[Records drawn from a data source]
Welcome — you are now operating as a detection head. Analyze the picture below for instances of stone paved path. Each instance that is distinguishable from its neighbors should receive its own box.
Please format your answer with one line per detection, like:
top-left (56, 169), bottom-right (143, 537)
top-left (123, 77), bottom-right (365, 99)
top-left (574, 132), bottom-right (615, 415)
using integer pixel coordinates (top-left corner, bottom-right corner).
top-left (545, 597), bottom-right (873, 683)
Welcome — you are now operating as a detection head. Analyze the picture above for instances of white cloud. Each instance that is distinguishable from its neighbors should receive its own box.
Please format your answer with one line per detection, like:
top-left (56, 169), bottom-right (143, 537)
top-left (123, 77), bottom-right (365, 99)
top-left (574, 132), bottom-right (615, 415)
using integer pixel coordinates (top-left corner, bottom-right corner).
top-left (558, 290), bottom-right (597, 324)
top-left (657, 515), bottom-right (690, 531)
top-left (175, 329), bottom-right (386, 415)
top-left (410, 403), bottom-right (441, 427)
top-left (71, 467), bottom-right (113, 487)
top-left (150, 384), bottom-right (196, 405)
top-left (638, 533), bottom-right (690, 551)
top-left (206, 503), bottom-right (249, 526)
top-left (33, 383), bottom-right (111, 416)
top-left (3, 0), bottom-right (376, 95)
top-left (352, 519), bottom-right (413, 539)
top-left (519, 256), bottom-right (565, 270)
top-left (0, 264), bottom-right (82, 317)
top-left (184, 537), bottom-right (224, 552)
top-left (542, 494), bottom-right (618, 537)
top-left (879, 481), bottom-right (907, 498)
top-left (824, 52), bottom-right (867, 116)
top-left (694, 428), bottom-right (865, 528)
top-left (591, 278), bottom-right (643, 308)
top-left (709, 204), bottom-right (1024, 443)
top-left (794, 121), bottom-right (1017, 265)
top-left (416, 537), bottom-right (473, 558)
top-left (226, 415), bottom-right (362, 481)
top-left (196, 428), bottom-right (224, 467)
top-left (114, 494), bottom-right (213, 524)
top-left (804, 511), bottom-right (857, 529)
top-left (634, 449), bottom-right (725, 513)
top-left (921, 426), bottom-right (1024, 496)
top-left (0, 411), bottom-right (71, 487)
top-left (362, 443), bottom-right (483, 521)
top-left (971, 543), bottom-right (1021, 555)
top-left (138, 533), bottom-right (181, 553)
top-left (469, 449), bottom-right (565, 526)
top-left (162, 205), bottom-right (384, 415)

• _The task_:
Arrange each line of the records above as a JSON list of strings, one string per line, leaving out any blank lines.

• _Full solution_:
[
  "Welcome — you are now operating as a detection head. Analyze the picture below for instances of stone paved path. Each instance that is distinguishable from its neighbors should receive its own box.",
  "Please format your answer with one line per detection, like:",
  "top-left (56, 169), bottom-right (143, 537)",
  "top-left (123, 77), bottom-right (365, 99)",
  "top-left (574, 132), bottom-right (615, 415)",
  "using integer pixel coordinates (top-left corner, bottom-right corner).",
  "top-left (545, 597), bottom-right (873, 683)",
  "Welcome — you are now operating as a detection head. Analyze the picture above for instances of white cloud. Each instance that is distinguishable from its neighbors should receive its own box.",
  "Please format your answer with one line per detection, like:",
  "top-left (56, 169), bottom-right (143, 537)",
  "top-left (123, 77), bottom-right (365, 99)",
  "top-left (574, 132), bottom-right (615, 415)",
  "using integer pixel coordinates (top-left corner, bottom-right corner).",
  "top-left (558, 290), bottom-right (597, 324)",
  "top-left (657, 515), bottom-right (690, 531)",
  "top-left (175, 329), bottom-right (386, 415)",
  "top-left (410, 403), bottom-right (441, 427)",
  "top-left (71, 467), bottom-right (113, 487)",
  "top-left (150, 384), bottom-right (196, 405)",
  "top-left (638, 533), bottom-right (690, 551)",
  "top-left (206, 503), bottom-right (249, 526)",
  "top-left (33, 383), bottom-right (111, 416)",
  "top-left (3, 0), bottom-right (376, 95)",
  "top-left (352, 519), bottom-right (413, 539)",
  "top-left (519, 256), bottom-right (565, 270)",
  "top-left (0, 264), bottom-right (82, 317)",
  "top-left (184, 537), bottom-right (224, 552)",
  "top-left (542, 494), bottom-right (618, 537)",
  "top-left (879, 481), bottom-right (907, 498)",
  "top-left (824, 52), bottom-right (867, 116)",
  "top-left (694, 428), bottom-right (865, 528)",
  "top-left (591, 278), bottom-right (643, 308)",
  "top-left (709, 204), bottom-right (1024, 443)",
  "top-left (794, 121), bottom-right (1017, 265)",
  "top-left (416, 537), bottom-right (473, 558)",
  "top-left (226, 415), bottom-right (362, 481)",
  "top-left (196, 428), bottom-right (224, 467)",
  "top-left (114, 494), bottom-right (213, 524)",
  "top-left (804, 511), bottom-right (857, 529)",
  "top-left (634, 449), bottom-right (725, 513)",
  "top-left (921, 426), bottom-right (1024, 496)",
  "top-left (0, 411), bottom-right (71, 487)",
  "top-left (362, 443), bottom-right (483, 521)",
  "top-left (971, 543), bottom-right (1021, 555)",
  "top-left (138, 533), bottom-right (181, 553)",
  "top-left (469, 449), bottom-right (565, 526)",
  "top-left (162, 205), bottom-right (384, 415)"
]